■ TASK STATEMENT: Exactly as written, retype the lines that run from the line holding "# each instance" through the end of the records below. Do not include pictures.

■ RECORDS FOR THIS TASK:
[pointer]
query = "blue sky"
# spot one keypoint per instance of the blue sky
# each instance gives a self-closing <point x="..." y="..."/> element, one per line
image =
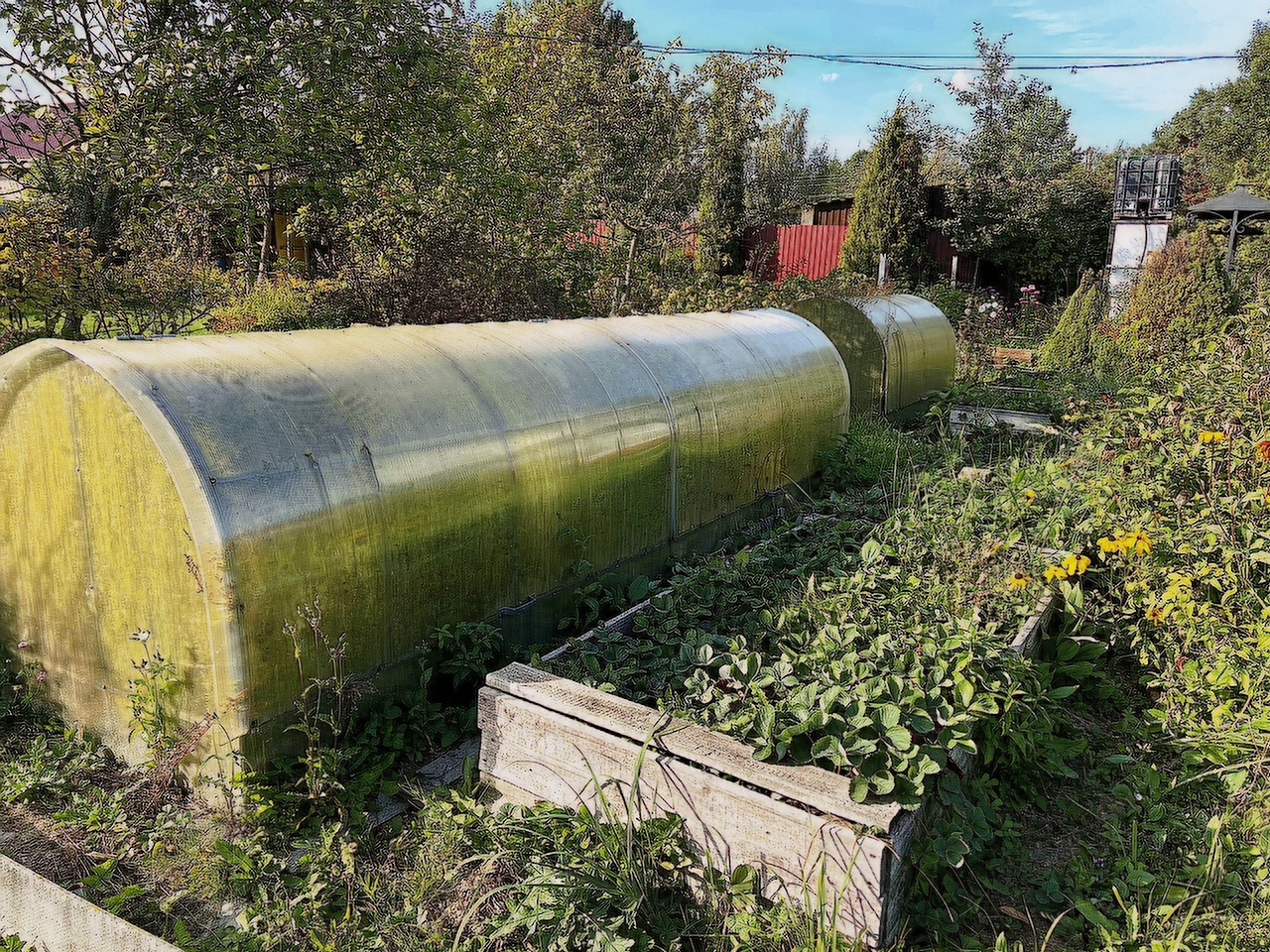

■ WRITTEN RESPONSE:
# each instance gives a self-closing <point x="..." y="..."/> element, one per line
image =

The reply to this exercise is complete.